Exercise directions:
All lines between the one holding "of the utility" and the end of the material below, both ends included, should be restated exactly.

Data records:
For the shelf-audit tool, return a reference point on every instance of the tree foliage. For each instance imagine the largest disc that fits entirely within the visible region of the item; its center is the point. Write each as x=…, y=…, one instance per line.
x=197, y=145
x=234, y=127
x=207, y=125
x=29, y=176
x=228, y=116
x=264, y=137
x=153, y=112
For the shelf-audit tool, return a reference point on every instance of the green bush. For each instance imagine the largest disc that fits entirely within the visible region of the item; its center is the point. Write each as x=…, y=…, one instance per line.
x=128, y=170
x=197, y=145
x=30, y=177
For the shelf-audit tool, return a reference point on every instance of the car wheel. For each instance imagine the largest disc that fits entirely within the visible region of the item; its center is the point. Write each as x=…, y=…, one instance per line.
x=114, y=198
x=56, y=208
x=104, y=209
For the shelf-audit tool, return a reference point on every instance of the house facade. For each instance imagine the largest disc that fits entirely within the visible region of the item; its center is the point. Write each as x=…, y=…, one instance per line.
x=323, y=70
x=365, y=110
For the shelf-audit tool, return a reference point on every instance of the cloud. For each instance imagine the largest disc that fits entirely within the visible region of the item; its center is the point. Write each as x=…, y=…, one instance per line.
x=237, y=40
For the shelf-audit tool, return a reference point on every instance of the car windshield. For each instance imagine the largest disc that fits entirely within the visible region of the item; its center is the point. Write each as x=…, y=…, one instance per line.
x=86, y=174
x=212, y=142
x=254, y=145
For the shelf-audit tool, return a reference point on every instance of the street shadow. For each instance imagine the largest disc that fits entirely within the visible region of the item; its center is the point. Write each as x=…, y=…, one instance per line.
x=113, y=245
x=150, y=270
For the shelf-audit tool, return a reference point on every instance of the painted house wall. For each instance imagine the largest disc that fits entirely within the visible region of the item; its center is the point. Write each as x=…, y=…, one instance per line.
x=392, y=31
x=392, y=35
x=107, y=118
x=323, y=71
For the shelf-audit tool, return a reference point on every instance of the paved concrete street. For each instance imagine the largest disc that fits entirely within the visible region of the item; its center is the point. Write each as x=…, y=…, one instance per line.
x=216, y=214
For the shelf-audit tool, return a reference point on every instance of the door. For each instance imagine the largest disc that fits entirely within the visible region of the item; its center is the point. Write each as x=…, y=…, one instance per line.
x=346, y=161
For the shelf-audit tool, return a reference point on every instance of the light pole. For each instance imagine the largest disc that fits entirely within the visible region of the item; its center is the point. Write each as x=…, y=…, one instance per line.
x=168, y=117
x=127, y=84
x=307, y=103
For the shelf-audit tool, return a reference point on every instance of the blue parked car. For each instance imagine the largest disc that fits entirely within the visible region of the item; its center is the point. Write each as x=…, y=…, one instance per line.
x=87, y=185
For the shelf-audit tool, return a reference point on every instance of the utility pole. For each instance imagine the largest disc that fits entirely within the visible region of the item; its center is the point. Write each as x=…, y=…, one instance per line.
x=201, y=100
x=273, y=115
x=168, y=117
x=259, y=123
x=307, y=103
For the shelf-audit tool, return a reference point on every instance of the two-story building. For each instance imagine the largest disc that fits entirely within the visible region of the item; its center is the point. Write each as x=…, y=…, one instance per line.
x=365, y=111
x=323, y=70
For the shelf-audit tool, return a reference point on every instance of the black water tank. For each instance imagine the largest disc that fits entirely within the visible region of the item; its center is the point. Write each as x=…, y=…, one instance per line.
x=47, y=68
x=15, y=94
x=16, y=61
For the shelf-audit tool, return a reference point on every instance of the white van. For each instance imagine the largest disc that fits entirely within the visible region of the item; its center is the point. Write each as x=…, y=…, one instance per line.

Your response:
For the shelf-audit tool, return a reference point on every instance of the utility pole. For each instance imagine the largest disc that fits entirely within the visible region of the item; its center is the point. Write each as x=…, y=…, one instance per line.
x=201, y=100
x=273, y=115
x=168, y=117
x=259, y=123
x=307, y=103
For the shelf-audit tool, return a reference point on every instance of the two-story building. For each instance imagine the largest disc that fits entirely within the visible region of the item; its center is the point. Write each as x=…, y=…, one instance per line.
x=365, y=111
x=323, y=70
For the shelf-audit tool, return a reference point on every instance of the black water tank. For each instance imagine the largest disc that fits entirely within the visible region of the item; its center is the point. Write each as x=…, y=…, one instance per line.
x=47, y=68
x=15, y=94
x=16, y=61
For the shelf-audit tool, return a reference point on every instance of the white van. For each instance imagine the largest disc that fits entirely within the visible region of the item; its center is the point. Write each as x=…, y=…, one instance per line.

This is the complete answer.